# Ações a realizar:
(1) Responda com base no diário de quarentena:
(a) Em que ano foi publicado o livro "Aspirações Nacionais"?
(b) Segundo José Honório Rodrigues, a classe média brasileira se indignou mais do que o quê?
(c) Em que rede social apareceu o meme citado no diário?
(2) Transcreva do diário de quarentena o trecho de "O combate à" até "horror da corrupção.".

======== Trecho apresentado

Diários de quarentena - 26 de abril de 2020


O historiador brasileiro José Honório Rodrigues observou, em seu livro “Aspirações Nacionais” (1962), que a classe média brasileira se indignou mais do que influenciou. Tal indignação frequentemente se expressou – e segue se expressando –  por meio de um discurso contra a corrupção em prol da “recuperação moral” do país. Esse discurso, segundo o autor, nada mais é do que um instrumento da luta da classe média pelo poder, além de pretexto para “abafar os tolerantes nas lutas ideológicas e de pensamento”.

O autor ainda arremata: “É um caminho normal, no desvio histórico, que os indignados acabem indignos”.

Anos atrás, quando ainda cultivava o péssimo hábito de ler as caixas de comentários de portais de notícias, lembro-me de um comentário que dizia que Hitler matou muitos, mas pelo menos não roubou seu povo. Dias atrás voltei a ver esse raciocínio em um meme no Facebook: “Quando o presidente vira notícia por passar a mão no nariz e não do dinheiro do povo é porque estamos no caminho certo”.

O combate à corrupção é, para o brasileiro de classe média, um fim em si mesmo. Tudo bem matar milhões de judeus e fraquejar diante de uma doença que já matou mais de 200 mil em poucos meses, mas Deus nos guarde do horror da corrupção.

================
======== Entradas extraídas

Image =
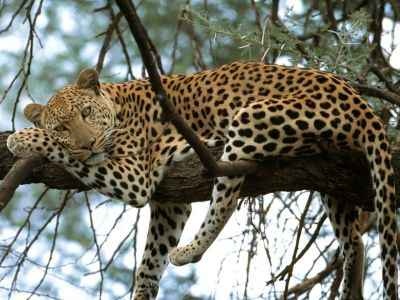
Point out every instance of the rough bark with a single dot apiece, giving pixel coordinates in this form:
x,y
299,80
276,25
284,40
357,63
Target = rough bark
x,y
342,175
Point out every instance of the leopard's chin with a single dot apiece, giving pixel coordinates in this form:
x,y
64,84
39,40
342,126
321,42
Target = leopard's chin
x,y
96,158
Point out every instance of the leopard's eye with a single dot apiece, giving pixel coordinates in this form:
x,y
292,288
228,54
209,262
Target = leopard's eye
x,y
60,128
86,111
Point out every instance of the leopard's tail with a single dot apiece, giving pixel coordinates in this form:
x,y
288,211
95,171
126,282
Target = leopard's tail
x,y
378,155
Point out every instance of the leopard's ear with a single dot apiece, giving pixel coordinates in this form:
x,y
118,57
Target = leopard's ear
x,y
89,79
33,112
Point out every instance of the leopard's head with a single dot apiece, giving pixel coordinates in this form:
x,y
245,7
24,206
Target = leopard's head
x,y
79,116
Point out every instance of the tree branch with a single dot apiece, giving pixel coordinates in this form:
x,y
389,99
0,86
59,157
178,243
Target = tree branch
x,y
344,176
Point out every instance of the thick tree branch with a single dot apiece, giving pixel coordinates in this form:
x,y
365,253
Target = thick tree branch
x,y
342,176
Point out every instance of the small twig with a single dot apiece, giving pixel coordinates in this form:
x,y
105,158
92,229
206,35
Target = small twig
x,y
21,170
107,41
296,247
376,92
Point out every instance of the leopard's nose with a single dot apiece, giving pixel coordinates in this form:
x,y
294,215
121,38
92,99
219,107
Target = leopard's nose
x,y
88,145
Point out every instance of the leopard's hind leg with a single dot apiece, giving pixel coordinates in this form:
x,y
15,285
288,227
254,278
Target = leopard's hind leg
x,y
345,222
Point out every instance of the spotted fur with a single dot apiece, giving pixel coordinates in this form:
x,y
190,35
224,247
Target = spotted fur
x,y
110,136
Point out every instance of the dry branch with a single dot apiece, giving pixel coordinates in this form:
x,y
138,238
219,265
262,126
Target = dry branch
x,y
344,176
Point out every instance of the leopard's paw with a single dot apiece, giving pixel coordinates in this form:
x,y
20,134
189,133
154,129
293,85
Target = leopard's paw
x,y
26,141
184,255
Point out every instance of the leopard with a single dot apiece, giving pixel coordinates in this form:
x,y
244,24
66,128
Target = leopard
x,y
114,139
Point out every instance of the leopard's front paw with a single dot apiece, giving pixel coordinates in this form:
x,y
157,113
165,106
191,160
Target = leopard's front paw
x,y
18,144
184,255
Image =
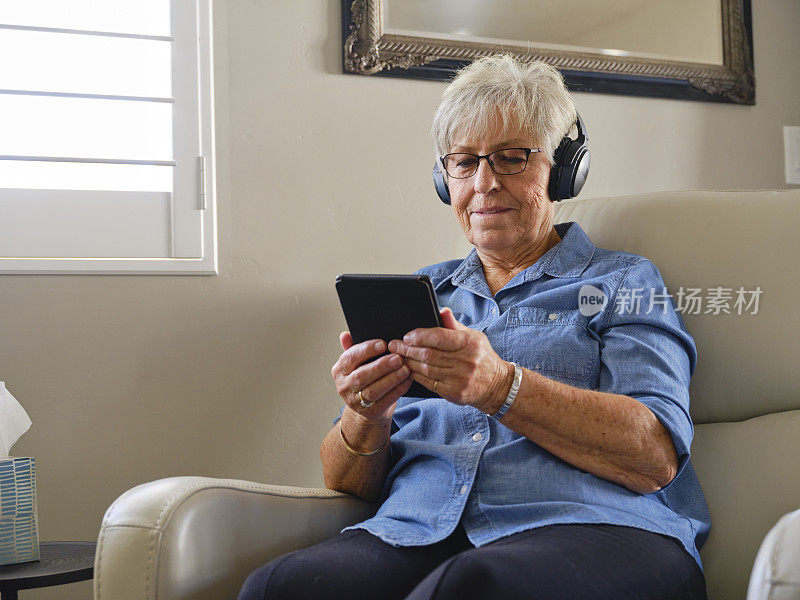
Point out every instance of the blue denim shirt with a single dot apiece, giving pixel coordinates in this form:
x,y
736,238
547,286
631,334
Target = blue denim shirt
x,y
451,462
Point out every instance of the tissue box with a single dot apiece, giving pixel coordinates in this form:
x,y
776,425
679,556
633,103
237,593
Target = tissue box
x,y
19,523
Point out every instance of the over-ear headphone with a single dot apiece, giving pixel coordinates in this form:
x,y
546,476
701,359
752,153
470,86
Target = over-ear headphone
x,y
570,168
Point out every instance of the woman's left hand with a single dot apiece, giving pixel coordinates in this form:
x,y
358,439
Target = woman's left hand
x,y
461,359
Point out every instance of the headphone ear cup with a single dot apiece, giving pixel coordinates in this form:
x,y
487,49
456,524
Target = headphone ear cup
x,y
572,160
442,190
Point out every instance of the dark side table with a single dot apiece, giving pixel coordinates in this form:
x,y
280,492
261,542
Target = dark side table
x,y
60,562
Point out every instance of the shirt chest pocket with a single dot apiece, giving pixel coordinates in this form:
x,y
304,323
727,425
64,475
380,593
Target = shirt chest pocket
x,y
555,344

================

# Respostas por tarefa:
(1)
(a) 1962
(b) Do que influenciou.
(c) No Facebook.

(2)
O combate à corrupção é, para o brasileiro de classe média, um fim em si mesmo. Tudo bem matar milhões de judeus e fraquejar diante de uma doença que já matou mais de 200 mil em poucos meses, mas Deus nos guarde do horror da corrupção.